§ **Work required**: Copy every record verbatim but exclude the pictures.

§ **Source data**:
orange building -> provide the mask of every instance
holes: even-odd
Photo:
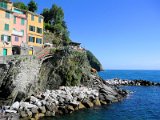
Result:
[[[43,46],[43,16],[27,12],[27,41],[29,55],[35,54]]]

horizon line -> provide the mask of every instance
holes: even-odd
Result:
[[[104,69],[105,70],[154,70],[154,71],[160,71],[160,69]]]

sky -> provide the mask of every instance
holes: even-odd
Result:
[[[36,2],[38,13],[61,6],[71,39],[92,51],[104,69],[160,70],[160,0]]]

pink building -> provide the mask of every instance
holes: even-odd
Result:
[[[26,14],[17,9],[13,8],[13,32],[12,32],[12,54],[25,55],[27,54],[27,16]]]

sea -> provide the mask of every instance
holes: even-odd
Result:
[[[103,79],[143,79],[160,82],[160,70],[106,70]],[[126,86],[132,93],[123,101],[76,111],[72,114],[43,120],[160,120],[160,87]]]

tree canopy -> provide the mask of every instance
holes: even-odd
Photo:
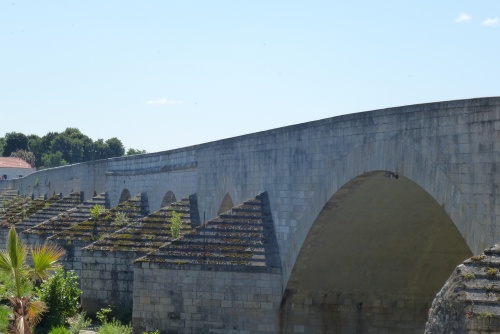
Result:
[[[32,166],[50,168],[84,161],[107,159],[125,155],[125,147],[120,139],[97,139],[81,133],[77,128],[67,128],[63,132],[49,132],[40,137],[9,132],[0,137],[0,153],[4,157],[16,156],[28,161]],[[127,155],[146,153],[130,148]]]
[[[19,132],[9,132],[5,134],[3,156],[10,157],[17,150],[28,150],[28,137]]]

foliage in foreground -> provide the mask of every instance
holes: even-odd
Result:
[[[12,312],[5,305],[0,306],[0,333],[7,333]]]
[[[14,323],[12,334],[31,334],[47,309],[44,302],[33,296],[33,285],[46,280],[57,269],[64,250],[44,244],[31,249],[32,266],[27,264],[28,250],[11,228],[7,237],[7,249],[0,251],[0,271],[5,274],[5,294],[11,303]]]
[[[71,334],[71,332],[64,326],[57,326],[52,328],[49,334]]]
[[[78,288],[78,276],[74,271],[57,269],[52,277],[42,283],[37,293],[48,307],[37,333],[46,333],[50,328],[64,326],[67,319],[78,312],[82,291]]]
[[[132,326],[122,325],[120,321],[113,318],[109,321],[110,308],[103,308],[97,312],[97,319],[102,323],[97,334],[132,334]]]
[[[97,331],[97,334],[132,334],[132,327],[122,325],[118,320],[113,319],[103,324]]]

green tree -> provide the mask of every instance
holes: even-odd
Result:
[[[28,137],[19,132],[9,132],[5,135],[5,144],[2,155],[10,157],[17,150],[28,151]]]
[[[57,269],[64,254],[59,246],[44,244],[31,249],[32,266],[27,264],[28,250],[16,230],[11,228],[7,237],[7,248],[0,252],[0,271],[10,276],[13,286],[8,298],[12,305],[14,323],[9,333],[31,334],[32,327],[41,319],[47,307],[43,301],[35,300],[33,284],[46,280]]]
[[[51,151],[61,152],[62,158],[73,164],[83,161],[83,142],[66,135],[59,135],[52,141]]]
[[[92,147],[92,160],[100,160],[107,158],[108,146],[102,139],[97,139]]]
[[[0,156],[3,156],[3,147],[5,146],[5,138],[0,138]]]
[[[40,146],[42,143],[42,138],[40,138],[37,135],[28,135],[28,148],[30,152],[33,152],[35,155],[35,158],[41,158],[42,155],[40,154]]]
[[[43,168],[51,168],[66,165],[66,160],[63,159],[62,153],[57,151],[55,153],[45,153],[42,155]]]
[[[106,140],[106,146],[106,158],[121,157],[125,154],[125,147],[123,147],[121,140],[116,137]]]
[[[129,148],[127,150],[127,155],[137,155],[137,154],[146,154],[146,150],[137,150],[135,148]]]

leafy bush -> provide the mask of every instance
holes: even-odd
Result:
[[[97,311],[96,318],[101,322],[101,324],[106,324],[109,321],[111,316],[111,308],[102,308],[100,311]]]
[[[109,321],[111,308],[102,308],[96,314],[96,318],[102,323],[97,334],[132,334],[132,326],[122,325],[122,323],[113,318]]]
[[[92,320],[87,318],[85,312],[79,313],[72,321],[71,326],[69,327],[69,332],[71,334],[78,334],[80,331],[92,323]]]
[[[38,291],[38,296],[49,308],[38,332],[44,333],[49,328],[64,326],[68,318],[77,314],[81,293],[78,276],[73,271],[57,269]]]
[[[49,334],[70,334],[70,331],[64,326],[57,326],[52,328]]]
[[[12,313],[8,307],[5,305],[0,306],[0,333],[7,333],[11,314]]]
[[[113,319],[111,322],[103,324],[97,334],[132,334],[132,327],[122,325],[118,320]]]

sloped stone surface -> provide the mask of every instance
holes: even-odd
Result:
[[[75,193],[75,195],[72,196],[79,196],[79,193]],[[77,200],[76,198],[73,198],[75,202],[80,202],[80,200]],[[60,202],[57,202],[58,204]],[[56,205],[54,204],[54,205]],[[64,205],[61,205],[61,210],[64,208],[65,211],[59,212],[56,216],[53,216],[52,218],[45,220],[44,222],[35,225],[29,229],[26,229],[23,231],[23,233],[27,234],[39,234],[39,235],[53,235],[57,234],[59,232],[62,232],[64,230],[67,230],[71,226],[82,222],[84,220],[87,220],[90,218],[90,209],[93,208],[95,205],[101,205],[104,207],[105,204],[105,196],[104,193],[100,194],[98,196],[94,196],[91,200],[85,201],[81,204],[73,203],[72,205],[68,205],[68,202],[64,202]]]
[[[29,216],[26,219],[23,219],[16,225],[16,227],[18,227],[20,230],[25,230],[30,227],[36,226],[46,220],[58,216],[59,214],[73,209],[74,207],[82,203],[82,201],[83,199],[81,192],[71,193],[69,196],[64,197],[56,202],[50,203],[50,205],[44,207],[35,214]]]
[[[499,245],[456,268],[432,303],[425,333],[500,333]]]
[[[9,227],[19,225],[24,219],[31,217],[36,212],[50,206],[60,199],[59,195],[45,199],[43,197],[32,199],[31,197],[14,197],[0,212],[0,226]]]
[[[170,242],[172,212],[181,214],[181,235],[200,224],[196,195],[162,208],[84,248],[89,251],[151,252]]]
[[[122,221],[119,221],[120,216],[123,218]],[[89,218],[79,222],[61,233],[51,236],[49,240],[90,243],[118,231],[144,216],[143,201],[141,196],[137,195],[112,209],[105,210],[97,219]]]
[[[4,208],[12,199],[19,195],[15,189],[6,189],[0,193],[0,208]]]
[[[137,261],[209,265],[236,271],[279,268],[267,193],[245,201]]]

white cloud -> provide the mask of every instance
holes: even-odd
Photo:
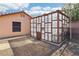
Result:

§ **Answer for the task**:
orange building -> provide the mask of every instance
holes: even-odd
Photo:
Result:
[[[43,46],[43,16],[27,12],[27,41],[29,55],[35,54]]]

horizon line -> provide the mask of every instance
holes: even-odd
Result:
[[[104,69],[105,70],[154,70],[154,71],[160,71],[160,69]]]

sky -> provide the mask of every instance
holes: even-odd
Result:
[[[36,2],[38,13],[61,6],[71,39],[92,51],[104,69],[160,70],[160,0]]]

pink building -> provide the mask of every instance
holes: even-odd
Result:
[[[26,14],[17,9],[13,8],[13,32],[12,32],[12,54],[25,55],[27,54],[27,16]]]

sea -> provide the mask of every instance
holes: even-odd
Result:
[[[103,79],[143,79],[160,82],[160,70],[106,70]],[[126,86],[132,93],[123,101],[76,111],[72,114],[43,120],[160,120],[160,87]]]

tree canopy -> provide the mask of every instance
holes: even-odd
Photo:
Result:
[[[32,166],[50,168],[84,161],[107,159],[125,155],[125,147],[120,139],[97,139],[81,133],[77,128],[67,128],[63,132],[49,132],[40,137],[9,132],[0,137],[0,153],[4,157],[16,156],[28,161]],[[127,155],[146,153],[130,148]]]
[[[19,132],[9,132],[5,134],[3,156],[10,157],[17,150],[28,150],[28,137]]]

foliage in foreground -> provide the mask of every instance
holes: even-odd
Result:
[[[12,312],[5,305],[0,306],[0,333],[7,333]]]
[[[14,323],[12,334],[31,334],[47,309],[44,302],[33,296],[33,285],[46,280],[57,269],[64,250],[44,244],[31,249],[32,266],[27,264],[28,250],[11,228],[7,237],[7,249],[0,251],[0,271],[5,274],[5,294],[11,303]]]
[[[71,334],[71,332],[64,326],[57,326],[52,328],[49,334]]]
[[[78,288],[78,276],[74,271],[57,269],[52,277],[42,283],[37,293],[48,307],[37,333],[46,333],[50,328],[64,326],[67,319],[78,312],[82,291]]]
[[[132,326],[122,325],[120,321],[113,318],[109,321],[110,308],[103,308],[97,312],[97,319],[102,323],[97,334],[132,334]]]
[[[97,331],[97,334],[132,334],[132,327],[122,325],[118,320],[113,319],[103,324]]]

green tree -> provide the mask of every instance
holes: even-odd
Result:
[[[28,137],[19,132],[9,132],[5,135],[5,144],[2,155],[10,157],[17,150],[28,151]]]
[[[57,269],[64,254],[59,246],[44,244],[31,249],[32,266],[27,264],[28,250],[16,230],[11,228],[7,237],[7,248],[0,252],[0,271],[10,276],[13,286],[8,298],[12,305],[14,323],[9,333],[31,334],[32,327],[41,319],[47,307],[43,301],[35,300],[33,284],[46,280]]]
[[[51,151],[61,152],[62,158],[73,164],[83,161],[83,142],[66,135],[59,135],[52,141]]]
[[[92,147],[92,160],[100,160],[107,158],[108,146],[102,139],[97,139]]]
[[[0,156],[3,156],[3,147],[5,146],[5,138],[0,138]]]
[[[40,146],[42,143],[42,138],[40,138],[37,135],[28,135],[28,148],[30,152],[33,152],[35,155],[35,158],[41,158],[42,155],[40,154]]]
[[[43,168],[51,168],[66,165],[66,160],[63,159],[62,153],[57,151],[55,153],[45,153],[42,155]]]
[[[106,140],[106,146],[106,158],[121,157],[125,154],[125,147],[123,147],[121,140],[116,137]]]
[[[129,148],[127,150],[127,155],[137,155],[137,154],[146,154],[146,150],[137,150],[135,148]]]

leafy bush -> provide the mask of every instance
holes: even-odd
Result:
[[[97,311],[96,318],[101,322],[101,324],[106,324],[109,321],[111,316],[111,308],[102,308],[100,311]]]
[[[109,321],[111,308],[102,308],[96,314],[96,318],[102,323],[97,334],[132,334],[132,326],[122,325],[122,323],[113,318]]]
[[[92,320],[87,318],[85,312],[79,313],[72,321],[71,326],[69,327],[69,332],[71,334],[78,334],[80,331],[92,323]]]
[[[38,291],[38,296],[49,308],[38,332],[44,333],[49,328],[64,326],[68,318],[77,314],[81,293],[78,276],[73,271],[57,269]]]
[[[49,334],[70,334],[70,331],[64,326],[57,326],[52,328]]]
[[[12,313],[8,307],[5,305],[0,306],[0,333],[7,333],[11,314]]]
[[[113,319],[111,322],[103,324],[97,334],[132,334],[132,327],[122,325],[118,320]]]

sloped stone surface -> provide the mask of every instance
holes: even-odd
Result:
[[[75,193],[75,195],[72,196],[79,196],[79,193]],[[77,200],[76,198],[73,198],[75,202],[80,202],[80,200]],[[60,202],[57,202],[58,204]],[[56,205],[54,204],[54,205]],[[64,205],[61,205],[61,210],[64,208],[65,211],[59,212],[56,216],[53,216],[52,218],[45,220],[44,222],[35,225],[29,229],[26,229],[23,231],[23,233],[27,234],[39,234],[39,235],[53,235],[57,234],[59,232],[62,232],[64,230],[67,230],[71,226],[82,222],[84,220],[87,220],[90,218],[90,209],[93,208],[95,205],[101,205],[104,207],[105,204],[105,196],[104,193],[100,194],[98,196],[94,196],[91,200],[85,201],[81,204],[73,203],[72,205],[68,205],[68,202],[64,202]]]
[[[29,216],[26,219],[23,219],[16,225],[16,227],[18,227],[20,230],[25,230],[30,227],[36,226],[46,220],[58,216],[59,214],[73,209],[74,207],[82,203],[82,201],[83,199],[81,192],[71,193],[69,196],[64,197],[56,202],[50,203],[50,205],[44,207],[35,214]]]
[[[499,245],[456,268],[432,303],[425,333],[500,333]]]
[[[9,227],[19,225],[24,219],[31,217],[36,212],[50,206],[60,199],[59,195],[45,199],[43,197],[32,199],[31,197],[14,197],[0,212],[0,226]]]
[[[170,242],[172,212],[181,214],[181,235],[200,224],[196,195],[162,208],[84,248],[89,251],[151,252]]]
[[[122,221],[119,221],[120,216],[123,218]],[[89,218],[79,222],[61,233],[51,236],[49,240],[90,243],[118,231],[144,216],[143,201],[141,196],[137,195],[112,209],[105,210],[97,219]]]
[[[4,208],[12,199],[19,195],[15,189],[6,189],[0,193],[0,208]]]
[[[137,261],[209,265],[236,271],[279,268],[267,193],[245,201]]]

white cloud -> provide the mask of every instance
holes: even-odd
Photo:
Result:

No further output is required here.